[PROBLEM REQUIREMENTS]: Find every line in the records that contains the word "chair" and copy each of those lines. Case counts.
--- Start ---
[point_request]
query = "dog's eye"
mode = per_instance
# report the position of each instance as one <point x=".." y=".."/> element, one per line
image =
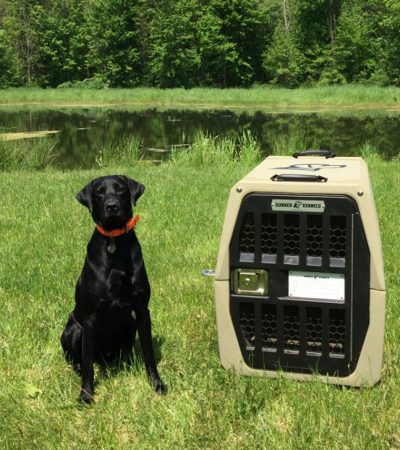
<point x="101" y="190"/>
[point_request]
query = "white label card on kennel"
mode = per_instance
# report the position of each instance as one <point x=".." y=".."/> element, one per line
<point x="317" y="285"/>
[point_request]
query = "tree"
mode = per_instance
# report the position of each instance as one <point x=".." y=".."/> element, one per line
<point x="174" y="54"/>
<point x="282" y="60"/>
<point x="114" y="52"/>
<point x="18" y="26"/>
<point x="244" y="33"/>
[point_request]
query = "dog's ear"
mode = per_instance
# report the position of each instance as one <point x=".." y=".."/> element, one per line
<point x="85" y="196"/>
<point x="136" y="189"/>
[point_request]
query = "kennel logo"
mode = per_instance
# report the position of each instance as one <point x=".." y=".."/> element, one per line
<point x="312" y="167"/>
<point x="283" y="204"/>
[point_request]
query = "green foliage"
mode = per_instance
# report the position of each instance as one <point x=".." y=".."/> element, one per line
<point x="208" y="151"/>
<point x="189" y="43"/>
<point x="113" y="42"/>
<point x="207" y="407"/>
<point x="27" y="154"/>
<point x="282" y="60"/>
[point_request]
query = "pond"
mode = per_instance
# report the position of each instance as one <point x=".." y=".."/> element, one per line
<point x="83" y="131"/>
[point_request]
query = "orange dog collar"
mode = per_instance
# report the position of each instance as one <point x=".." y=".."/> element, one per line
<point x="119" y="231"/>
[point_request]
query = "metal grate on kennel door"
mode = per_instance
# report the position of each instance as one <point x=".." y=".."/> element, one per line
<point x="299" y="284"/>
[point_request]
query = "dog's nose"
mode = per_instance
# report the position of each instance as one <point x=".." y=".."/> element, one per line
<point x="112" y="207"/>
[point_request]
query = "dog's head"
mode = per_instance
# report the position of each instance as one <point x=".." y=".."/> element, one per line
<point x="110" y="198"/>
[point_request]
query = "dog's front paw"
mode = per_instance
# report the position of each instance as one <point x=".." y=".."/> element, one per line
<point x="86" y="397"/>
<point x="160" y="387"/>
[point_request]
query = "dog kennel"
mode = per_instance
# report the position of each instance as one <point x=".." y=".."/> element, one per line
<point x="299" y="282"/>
--- End ---
--- Start ---
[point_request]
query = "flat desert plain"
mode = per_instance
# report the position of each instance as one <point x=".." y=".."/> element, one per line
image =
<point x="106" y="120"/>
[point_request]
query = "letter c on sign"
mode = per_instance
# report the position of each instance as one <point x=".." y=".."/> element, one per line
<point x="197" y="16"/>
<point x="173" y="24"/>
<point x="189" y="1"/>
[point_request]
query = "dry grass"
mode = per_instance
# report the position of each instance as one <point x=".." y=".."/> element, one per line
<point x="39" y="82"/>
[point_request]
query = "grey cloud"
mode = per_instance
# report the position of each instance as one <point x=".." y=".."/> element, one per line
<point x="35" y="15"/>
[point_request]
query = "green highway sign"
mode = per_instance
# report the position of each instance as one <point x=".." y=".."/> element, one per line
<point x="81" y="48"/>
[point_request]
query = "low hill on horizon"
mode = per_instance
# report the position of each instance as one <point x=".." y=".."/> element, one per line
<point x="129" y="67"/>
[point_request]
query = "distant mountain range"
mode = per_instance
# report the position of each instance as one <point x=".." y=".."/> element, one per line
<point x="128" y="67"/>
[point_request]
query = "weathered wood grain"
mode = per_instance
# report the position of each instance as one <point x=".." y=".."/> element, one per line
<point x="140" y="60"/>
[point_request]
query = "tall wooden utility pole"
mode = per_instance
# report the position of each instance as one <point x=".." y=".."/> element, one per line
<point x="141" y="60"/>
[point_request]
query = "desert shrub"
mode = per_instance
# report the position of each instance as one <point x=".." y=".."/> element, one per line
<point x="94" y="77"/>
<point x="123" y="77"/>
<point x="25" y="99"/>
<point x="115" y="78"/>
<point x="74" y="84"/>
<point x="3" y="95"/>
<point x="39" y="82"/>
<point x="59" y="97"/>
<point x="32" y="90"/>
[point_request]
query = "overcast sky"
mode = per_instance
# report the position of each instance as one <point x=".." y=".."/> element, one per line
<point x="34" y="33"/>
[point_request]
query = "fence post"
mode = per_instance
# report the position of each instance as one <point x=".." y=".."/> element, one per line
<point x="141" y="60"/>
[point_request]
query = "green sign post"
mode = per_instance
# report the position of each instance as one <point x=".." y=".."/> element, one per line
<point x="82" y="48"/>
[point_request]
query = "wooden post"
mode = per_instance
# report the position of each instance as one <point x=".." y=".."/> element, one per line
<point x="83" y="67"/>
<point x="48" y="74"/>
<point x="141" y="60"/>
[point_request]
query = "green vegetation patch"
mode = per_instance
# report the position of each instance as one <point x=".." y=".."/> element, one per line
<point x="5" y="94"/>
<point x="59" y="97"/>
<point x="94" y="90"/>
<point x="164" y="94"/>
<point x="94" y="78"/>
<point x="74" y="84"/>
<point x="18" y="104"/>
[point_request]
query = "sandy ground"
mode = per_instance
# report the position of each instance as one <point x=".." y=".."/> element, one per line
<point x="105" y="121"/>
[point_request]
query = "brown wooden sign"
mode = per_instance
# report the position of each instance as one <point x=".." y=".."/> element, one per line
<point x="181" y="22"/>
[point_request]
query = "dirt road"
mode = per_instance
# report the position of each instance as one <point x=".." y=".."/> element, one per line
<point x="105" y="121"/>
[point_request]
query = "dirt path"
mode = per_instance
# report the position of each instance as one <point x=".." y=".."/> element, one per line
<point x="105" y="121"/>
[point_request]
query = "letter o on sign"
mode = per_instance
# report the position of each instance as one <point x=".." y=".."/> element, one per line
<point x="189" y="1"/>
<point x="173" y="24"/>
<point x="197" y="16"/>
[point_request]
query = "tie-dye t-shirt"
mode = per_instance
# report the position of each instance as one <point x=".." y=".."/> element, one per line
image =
--- End ---
--- Start ---
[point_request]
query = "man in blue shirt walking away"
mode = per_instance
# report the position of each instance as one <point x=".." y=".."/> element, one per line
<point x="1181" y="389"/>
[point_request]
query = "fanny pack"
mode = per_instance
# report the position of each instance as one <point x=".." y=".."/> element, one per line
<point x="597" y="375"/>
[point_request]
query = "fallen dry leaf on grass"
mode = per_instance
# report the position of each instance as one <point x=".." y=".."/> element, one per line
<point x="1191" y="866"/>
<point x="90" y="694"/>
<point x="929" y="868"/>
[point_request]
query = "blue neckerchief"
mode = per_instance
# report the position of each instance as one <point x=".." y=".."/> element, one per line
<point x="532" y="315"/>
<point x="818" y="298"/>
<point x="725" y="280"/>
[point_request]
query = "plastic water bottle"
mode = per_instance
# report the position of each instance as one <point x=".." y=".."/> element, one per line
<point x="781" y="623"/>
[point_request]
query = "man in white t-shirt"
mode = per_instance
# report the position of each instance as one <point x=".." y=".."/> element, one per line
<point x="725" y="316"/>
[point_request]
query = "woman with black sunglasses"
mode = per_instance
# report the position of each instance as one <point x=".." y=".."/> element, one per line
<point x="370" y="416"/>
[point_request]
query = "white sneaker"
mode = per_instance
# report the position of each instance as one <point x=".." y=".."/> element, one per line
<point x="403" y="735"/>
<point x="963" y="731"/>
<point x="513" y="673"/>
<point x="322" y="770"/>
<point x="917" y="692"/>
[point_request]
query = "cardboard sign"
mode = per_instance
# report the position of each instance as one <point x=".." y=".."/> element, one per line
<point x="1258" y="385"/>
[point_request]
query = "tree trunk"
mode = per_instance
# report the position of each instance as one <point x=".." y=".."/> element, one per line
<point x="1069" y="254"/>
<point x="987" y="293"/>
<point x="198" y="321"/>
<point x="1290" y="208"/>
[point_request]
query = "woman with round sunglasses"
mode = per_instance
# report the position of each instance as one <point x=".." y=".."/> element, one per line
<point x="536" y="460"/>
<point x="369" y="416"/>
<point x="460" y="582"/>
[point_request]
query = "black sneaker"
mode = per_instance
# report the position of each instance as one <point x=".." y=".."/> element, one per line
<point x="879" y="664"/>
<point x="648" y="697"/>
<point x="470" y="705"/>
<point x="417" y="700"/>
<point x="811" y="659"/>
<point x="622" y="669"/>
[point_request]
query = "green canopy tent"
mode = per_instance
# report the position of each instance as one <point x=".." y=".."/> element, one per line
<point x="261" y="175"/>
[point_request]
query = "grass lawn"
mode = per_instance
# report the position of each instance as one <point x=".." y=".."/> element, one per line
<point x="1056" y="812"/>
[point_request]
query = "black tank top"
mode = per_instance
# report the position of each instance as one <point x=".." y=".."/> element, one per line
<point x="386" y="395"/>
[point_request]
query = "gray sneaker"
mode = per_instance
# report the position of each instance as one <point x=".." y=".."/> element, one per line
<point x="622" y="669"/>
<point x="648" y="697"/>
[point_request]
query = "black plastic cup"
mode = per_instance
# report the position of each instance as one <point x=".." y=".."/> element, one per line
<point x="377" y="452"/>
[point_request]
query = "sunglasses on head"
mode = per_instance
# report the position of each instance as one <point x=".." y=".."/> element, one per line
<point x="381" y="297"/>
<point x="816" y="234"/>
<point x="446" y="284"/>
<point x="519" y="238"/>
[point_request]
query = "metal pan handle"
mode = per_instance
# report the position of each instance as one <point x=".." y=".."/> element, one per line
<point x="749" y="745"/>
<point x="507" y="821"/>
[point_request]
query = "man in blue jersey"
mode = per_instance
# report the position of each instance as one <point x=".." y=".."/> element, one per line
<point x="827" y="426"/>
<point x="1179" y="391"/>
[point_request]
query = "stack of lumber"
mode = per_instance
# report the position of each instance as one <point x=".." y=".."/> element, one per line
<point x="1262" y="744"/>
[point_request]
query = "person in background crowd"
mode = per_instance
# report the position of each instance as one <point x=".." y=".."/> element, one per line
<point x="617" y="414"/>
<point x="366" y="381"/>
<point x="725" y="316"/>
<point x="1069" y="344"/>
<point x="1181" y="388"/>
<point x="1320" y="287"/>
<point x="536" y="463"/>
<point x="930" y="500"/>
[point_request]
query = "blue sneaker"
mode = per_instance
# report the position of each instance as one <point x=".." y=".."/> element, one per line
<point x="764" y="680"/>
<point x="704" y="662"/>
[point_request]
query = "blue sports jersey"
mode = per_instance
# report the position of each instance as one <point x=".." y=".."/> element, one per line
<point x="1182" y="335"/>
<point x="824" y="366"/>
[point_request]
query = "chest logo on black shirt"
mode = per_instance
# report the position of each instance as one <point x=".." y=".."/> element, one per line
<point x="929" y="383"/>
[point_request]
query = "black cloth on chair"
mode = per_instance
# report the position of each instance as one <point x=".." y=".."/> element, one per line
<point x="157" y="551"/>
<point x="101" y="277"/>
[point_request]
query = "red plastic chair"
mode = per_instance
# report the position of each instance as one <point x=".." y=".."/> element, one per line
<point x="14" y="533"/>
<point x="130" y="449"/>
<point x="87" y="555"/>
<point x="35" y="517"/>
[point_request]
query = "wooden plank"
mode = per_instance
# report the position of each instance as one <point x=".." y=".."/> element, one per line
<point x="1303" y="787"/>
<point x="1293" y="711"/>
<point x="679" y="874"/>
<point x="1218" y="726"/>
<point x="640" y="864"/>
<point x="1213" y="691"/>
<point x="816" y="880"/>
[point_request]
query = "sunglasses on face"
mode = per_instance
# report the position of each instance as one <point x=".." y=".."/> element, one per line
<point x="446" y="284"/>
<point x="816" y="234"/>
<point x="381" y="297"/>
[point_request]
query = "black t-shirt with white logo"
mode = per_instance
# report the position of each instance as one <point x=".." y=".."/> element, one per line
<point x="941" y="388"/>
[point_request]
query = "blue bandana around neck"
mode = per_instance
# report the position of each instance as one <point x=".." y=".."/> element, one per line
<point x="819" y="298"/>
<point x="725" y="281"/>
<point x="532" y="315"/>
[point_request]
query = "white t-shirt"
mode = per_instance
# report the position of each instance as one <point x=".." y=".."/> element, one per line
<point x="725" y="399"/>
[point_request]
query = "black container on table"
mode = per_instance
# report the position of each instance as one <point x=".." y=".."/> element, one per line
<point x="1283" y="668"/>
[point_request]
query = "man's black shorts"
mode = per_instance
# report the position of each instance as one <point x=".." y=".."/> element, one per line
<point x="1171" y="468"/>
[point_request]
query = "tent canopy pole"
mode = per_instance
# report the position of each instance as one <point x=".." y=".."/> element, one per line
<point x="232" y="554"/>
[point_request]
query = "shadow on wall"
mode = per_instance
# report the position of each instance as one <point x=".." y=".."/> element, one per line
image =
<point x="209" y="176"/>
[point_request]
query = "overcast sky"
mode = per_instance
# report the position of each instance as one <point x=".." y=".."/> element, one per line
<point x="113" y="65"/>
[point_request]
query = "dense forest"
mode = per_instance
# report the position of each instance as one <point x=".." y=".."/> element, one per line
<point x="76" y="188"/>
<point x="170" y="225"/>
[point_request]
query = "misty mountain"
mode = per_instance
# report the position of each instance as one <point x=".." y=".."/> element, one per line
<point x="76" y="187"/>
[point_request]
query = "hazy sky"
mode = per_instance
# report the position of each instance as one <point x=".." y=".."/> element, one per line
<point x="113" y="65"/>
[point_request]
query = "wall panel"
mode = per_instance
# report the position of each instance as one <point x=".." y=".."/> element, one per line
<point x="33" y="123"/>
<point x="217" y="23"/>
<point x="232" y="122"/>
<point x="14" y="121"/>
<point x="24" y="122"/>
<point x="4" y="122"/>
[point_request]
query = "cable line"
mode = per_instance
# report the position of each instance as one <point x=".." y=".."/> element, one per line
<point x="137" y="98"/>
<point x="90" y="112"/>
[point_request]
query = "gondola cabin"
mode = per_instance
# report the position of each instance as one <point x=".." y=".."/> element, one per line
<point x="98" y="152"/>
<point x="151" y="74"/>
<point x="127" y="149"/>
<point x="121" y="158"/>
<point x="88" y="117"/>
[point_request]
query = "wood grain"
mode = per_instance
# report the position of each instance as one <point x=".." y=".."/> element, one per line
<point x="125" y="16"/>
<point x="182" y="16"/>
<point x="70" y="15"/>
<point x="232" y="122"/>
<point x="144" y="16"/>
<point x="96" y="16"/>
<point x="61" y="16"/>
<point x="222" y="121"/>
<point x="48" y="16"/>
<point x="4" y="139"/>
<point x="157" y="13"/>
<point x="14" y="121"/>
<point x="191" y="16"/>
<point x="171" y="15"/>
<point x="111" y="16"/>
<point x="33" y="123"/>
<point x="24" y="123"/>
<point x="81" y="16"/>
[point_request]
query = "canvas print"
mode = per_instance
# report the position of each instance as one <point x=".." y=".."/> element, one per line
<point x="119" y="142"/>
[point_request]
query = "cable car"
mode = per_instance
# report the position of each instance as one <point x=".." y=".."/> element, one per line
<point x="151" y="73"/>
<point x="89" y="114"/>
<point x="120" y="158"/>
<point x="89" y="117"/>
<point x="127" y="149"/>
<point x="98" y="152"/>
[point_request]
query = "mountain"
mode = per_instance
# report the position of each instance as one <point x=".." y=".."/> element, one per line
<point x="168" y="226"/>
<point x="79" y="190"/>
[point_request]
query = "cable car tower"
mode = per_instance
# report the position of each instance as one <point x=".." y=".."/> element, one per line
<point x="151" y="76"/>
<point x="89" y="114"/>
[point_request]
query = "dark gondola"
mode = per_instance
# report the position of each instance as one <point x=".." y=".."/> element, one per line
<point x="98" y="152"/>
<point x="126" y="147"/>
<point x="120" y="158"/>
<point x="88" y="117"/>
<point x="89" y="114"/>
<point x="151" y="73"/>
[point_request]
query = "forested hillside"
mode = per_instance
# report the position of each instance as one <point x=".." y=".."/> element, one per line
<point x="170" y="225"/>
--- End ---
[EXPECTED ANSWER]:
query = "black cloth on chair"
query = "red plastic chair"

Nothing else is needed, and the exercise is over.